A sphere of radius \(0.500 \mathrm{~m}\), temperature \(27.0^{\circ} \mathrm{C}\), and emissivity \(0.850\) is located in an environment of temperature \(77.0^{\circ} \mathrm{C}\). At what rate does the sphere (a) emit and (b) absorb thermal radiation? (c) What is the sphere's net rate of energy exchange?

Short Answer

Expert verified
The sphere emits at 459 W, absorbs 886.9 W, and the net exchange is 427.9 W.

Step by step solution

01

Gather Known Values

We begin by identifying the known values in the problem:- Radius of the sphere, \( r = 0.500 \, \text{m} \).- Temperature of the sphere, \( T_s = 27.0^{\circ} \text{C} = 300.15 \, \text{K} \).- Emissivity of the sphere, \( \epsilon = 0.850 \).- Temperature of the environment, \( T_e = 77.0^{\circ} \text{C} = 350.15 \, \text{K} \).- Stefan-Boltzmann constant, \( \sigma = 5.67 \times 10^{-8} \, \text{W/m}^2 \cdot \text{K}^4 \).
※ ※ ※
> _Exercise task 1_
Repeat the part of the sphere radiation problem from "A sphere of" up to and including "is 427.9 W.".
> _Exercise task 2_
Answer these from the sphere radiation problem:
(a) What is the emissivity of the sphere?
(b) What is the temperature of the environment when converted to kelvins?
(c) What value is listed for the Stefan-Boltzmann constant?

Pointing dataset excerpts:
※ ※ ※
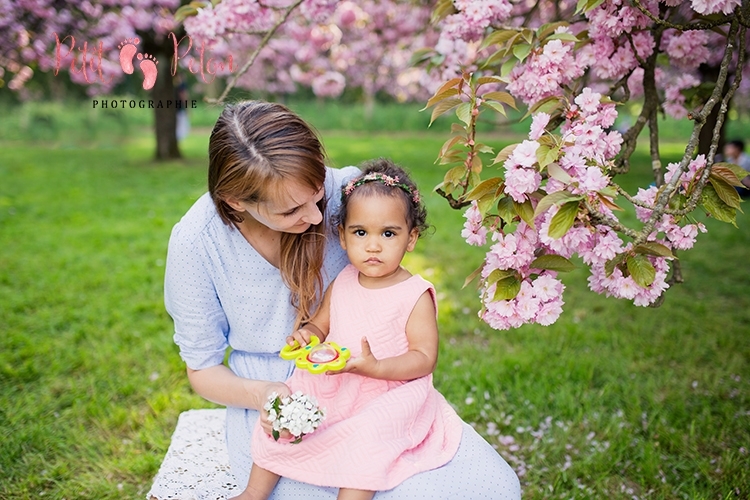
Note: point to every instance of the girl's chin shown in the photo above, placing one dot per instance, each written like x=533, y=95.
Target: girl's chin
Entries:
x=298, y=228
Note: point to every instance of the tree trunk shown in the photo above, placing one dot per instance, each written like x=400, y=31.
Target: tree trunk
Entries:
x=164, y=97
x=711, y=74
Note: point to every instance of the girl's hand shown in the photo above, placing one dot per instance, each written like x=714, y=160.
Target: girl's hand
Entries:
x=302, y=336
x=281, y=390
x=365, y=364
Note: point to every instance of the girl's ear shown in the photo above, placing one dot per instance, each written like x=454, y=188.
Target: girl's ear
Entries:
x=342, y=241
x=413, y=237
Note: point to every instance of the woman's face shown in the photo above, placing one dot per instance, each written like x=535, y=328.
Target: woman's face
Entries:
x=293, y=210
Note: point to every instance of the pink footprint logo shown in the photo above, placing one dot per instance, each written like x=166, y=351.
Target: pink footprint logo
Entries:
x=148, y=67
x=127, y=51
x=147, y=64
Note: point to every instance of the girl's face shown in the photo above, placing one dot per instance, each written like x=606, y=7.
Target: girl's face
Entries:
x=376, y=236
x=293, y=211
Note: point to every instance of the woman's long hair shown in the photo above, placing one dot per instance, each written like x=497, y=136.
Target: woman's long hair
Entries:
x=254, y=146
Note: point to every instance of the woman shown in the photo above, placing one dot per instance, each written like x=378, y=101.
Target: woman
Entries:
x=247, y=265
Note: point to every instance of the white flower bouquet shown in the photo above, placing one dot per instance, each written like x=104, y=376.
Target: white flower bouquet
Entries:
x=298, y=413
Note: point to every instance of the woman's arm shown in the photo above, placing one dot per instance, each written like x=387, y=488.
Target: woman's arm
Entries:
x=418, y=361
x=220, y=385
x=319, y=325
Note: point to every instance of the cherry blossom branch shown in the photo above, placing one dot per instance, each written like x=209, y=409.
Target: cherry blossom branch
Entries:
x=665, y=194
x=599, y=218
x=269, y=34
x=681, y=27
x=650, y=106
x=695, y=196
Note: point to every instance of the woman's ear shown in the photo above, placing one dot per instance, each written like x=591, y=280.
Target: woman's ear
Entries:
x=235, y=204
x=413, y=237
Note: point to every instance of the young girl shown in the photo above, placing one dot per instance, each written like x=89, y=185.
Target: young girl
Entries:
x=384, y=420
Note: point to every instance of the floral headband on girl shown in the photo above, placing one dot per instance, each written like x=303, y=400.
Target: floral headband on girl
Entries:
x=385, y=179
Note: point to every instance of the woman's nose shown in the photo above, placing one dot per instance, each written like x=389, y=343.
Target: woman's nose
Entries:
x=313, y=215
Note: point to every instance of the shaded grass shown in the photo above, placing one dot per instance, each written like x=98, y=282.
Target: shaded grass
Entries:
x=610, y=402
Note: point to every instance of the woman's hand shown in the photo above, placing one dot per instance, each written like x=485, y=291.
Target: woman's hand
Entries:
x=303, y=335
x=282, y=390
x=365, y=364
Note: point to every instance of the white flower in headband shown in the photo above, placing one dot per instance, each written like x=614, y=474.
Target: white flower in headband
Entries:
x=385, y=179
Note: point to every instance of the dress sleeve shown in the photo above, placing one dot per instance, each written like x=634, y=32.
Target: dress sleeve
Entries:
x=190, y=297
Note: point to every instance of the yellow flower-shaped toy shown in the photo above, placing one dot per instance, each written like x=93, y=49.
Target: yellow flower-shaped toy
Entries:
x=316, y=357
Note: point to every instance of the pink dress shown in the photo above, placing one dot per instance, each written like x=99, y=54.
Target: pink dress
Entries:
x=376, y=433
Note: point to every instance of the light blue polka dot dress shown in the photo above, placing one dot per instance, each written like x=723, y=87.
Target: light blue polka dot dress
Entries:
x=221, y=293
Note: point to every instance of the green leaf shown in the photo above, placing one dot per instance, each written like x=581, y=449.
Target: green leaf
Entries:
x=443, y=9
x=503, y=97
x=615, y=261
x=505, y=209
x=504, y=153
x=655, y=249
x=440, y=97
x=739, y=172
x=726, y=192
x=447, y=145
x=485, y=187
x=494, y=105
x=507, y=67
x=507, y=289
x=498, y=37
x=546, y=155
x=486, y=202
x=472, y=276
x=444, y=106
x=463, y=112
x=184, y=12
x=554, y=199
x=525, y=210
x=454, y=175
x=563, y=220
x=641, y=269
x=499, y=274
x=556, y=172
x=552, y=262
x=716, y=207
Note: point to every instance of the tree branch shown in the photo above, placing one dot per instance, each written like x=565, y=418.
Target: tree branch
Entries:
x=668, y=190
x=263, y=43
x=681, y=27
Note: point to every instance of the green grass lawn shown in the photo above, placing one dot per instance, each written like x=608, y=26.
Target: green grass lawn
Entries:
x=613, y=401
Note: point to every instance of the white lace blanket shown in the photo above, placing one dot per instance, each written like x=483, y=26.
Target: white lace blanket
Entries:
x=196, y=466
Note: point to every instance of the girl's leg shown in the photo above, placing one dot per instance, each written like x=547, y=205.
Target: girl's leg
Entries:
x=259, y=486
x=347, y=494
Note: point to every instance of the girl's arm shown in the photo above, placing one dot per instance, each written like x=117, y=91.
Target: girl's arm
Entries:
x=418, y=361
x=319, y=325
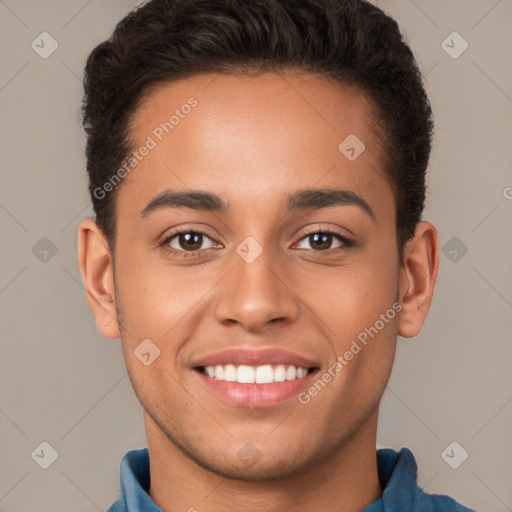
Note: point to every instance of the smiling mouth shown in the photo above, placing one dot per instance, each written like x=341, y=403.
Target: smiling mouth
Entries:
x=262, y=374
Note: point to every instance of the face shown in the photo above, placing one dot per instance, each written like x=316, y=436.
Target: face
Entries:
x=260, y=277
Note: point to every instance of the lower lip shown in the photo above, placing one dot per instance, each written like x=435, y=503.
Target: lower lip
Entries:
x=255, y=396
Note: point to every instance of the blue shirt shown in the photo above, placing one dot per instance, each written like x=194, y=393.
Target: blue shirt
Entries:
x=397, y=475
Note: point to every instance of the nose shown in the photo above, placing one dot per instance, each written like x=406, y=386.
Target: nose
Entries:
x=257, y=293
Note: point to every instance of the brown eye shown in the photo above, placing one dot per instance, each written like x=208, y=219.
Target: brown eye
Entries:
x=187, y=241
x=323, y=240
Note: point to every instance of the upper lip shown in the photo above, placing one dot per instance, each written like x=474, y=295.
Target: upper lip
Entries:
x=250, y=357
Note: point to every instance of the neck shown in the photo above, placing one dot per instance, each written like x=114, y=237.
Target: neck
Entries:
x=346, y=479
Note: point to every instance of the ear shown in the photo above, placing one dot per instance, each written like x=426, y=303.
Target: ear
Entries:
x=418, y=278
x=95, y=261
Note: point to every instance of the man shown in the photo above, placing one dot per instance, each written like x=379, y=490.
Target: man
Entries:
x=257, y=171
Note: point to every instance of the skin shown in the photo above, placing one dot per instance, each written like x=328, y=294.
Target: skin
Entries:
x=252, y=141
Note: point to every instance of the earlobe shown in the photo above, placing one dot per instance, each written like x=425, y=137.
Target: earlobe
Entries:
x=418, y=278
x=95, y=262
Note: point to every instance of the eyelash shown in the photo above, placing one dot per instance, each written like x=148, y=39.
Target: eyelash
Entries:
x=347, y=242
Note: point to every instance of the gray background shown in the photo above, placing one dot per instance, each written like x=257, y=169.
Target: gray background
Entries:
x=62, y=383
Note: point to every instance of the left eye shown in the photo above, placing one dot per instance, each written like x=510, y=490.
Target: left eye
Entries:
x=188, y=241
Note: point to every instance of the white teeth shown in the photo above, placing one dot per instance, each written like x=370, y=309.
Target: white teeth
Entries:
x=291, y=373
x=280, y=373
x=230, y=373
x=301, y=372
x=245, y=374
x=263, y=374
x=219, y=372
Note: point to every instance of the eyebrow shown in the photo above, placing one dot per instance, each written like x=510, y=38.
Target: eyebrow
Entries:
x=312, y=199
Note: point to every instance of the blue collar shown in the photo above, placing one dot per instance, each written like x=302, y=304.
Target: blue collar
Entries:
x=397, y=475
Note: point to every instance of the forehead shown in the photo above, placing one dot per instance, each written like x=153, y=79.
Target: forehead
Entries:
x=249, y=136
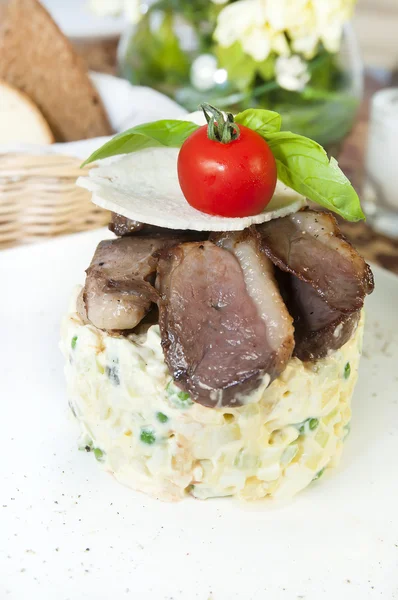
※ ※ ※
> _Final answer 1_
A sphere of radius \(0.500 \mathrm{~m}\), temperature \(27.0^{\circ} \mathrm{C}\), and emissivity \(0.850\) is located in an environment of temperature \(77.0^{\circ} \mathrm{C}\). At what rate does the sphere (a) emit and (b) absorb thermal radiation? (c) What is the sphere's net rate of energy exchange?

Short Answer

Expert verified
The sphere emits at 459 W, absorbs 886.9 W, and the net exchange is 427.9 W.

> _Final answer 2_
(a) 0.850
(b) 350.15 K
(c) 5.67 × 10^-8 W/m²·K^4